One Horse or a Hundred-You are a Farmer (WO1018)
Do you consider yourself a farmer? According to Michigan’s Right-to-Farm Act, if you have one horse or a hundred horses, you are a farmer.
Do you consider yourself a farmer? According to Michigan’s Right-to-Farm Act, if you have one horse or a hundred horses, you are a farmer. As a result, if you comply with manure management practices as outlined by the Michigan Department of Agriculture (MDA), the Right-to-Farm Act will protect you from nuisance lawsuits. This means that if your neighbor is offended by living next to horses and sues but you are following Michigan’s manure management practices, it is unlikely that your case will make it to court, and even more unlikely that you will lose.
Many horse owners either don’t know this or don’t understand what it means, as the number of Right-to-Farm complaints MDA receives is increasing. The Michigan State University (MSU) Equine Area of Expertise Team and the MDA have worked together to develop a series of articles focusing on horse manure issues. They will cover water quality, zoning and management practices to help Michigan horse owners make the best decisions on manure management for their farms.
Traditionally, complaints lodged with the MDA have been against dairy, swine, beef and horse farms, in that order. Dairy farms have always had the highest percentage of complaints. In recent years, horse farm complaints rose from 8 to 16 percent, moving horse farm complaints from fourth in 2001 to second behind dairy in 2002. This is definitely not good news for the Michigan horse industry.
Complaints against horse facilities range from concern about surface water and groundwater contamination, to air quality issues such as odors and flies.
Impact on Horse Ownership
It is very important that horse owners develop and implement plans for handling and disposing of manure. To avoid or ignore the issue may be a long-term recipe for disaster to the Michigan horse industry.

REQUEST A:
Copy the Right-to-Farm piece from "Many horse owners" to "for their farms.", swapping "articles" for "fact sheets".
REQUEST B:
Extend the Right-to-Farm piece by writing what comes after its final sentence.

LISTED RECORDS:

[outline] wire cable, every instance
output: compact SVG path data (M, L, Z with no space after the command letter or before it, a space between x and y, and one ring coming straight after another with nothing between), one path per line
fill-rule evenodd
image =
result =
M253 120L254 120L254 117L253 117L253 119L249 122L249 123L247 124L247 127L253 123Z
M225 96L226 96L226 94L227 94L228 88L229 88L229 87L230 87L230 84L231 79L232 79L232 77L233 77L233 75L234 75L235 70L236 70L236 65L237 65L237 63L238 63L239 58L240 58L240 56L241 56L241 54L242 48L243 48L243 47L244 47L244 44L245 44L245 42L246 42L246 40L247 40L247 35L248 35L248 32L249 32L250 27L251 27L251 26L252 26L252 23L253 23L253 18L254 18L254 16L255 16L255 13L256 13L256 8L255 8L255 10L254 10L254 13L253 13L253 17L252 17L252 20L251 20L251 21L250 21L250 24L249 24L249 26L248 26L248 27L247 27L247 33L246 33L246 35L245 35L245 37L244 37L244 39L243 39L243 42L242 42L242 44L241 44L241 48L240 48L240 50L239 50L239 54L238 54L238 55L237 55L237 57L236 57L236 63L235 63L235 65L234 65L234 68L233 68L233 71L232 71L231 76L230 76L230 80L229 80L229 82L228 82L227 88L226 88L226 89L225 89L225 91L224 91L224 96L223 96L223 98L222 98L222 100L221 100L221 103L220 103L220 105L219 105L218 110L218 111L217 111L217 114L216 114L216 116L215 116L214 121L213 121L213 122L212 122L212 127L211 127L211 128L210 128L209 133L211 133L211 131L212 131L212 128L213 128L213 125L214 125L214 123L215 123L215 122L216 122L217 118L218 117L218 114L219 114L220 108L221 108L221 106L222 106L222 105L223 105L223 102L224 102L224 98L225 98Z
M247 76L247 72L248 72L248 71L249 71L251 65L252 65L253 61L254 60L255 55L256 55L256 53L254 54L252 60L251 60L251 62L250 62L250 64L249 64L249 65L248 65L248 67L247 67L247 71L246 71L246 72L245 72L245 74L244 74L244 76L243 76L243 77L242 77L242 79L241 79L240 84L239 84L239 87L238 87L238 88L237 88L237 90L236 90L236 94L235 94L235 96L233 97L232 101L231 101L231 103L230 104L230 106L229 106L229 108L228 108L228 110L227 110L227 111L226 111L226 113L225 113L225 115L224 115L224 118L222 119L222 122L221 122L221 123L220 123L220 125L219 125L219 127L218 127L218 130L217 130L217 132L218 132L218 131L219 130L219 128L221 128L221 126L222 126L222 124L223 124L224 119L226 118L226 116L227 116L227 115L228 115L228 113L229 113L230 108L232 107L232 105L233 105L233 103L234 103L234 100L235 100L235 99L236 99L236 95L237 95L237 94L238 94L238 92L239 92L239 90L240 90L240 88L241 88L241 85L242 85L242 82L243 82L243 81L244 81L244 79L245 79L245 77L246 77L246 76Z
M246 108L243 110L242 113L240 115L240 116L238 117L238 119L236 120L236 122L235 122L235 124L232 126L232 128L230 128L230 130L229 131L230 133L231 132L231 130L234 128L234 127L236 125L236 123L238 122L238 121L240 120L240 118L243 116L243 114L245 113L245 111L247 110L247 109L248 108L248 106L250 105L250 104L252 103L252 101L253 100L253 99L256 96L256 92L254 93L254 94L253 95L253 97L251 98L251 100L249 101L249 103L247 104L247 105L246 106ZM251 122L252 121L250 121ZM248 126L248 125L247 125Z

RESULT A:
Many horse owners either don’t know this or don’t understand what it means, as the number of Right-to-Farm complaints MDA receives is increasing. The Michigan State University (MSU) Equine Area of Expertise Team and the MDA have worked together to develop a series of fact sheets focusing on horse manure issues. They will cover water quality, zoning and management practices to help Michigan horse owners make the best decisions on manure management for their farms.

RESULT B:
Complaints about horse manure could ultimately result in increased regulation of horse ownership at the township level. If enough complaints about equine properties are received, a township may rezone, which affects people’s ability to keep horses. This will have the greatest impact on new and expanding horse operations. Existing farms will maintain their current protection under the Right-to-Farm Act. Regardless of township ordinances, it is best for the industry that all horse owners strive to be good neighbors. Increased urban sprawl has resulted in more and more people living closer together. Boarding facilities generally cater to recreational riders and owners and are located near highly populated areas. These factors can result in increased complaints about odor, flies and/or the visual effect of manure piles.
Horse manure can be a beneficial land resource, but if it’s poorly managed, it can have a negative impact on the environment. The phosphorus in manure is the primary concern. Soil needs phosphorus to be productive, but an overabundance can be detrimental to surface water quality if it runs off into surrounding ditches, streams and lakes.
Wood shavings in horse manure present another concern. Horse manure alone can provide a rich organic source of nitrogen to the soil, but wood shavings spread on a field can actually remove nitrogen from the soil. As a pasture or crop field becomes low in nitrogen, plant growth, quality and yield decrease while weed production increases.
Finally, air quality can be affected by the anaerobic breakdown of manure and ammonia from urine. Most horse owners don’t consider horse manure odors offensive, but Murphy’s Law ensures a strong wind blowing from your manure pile to your neighbor’s backyard barbecue.
Equine health issues are inherent in the problem of manure management. Horses shed parasite ova (eggs) in their manure. Spreading raw manure on grazing land allows parasites to find their way back into different equine hosts and continue their life cycle.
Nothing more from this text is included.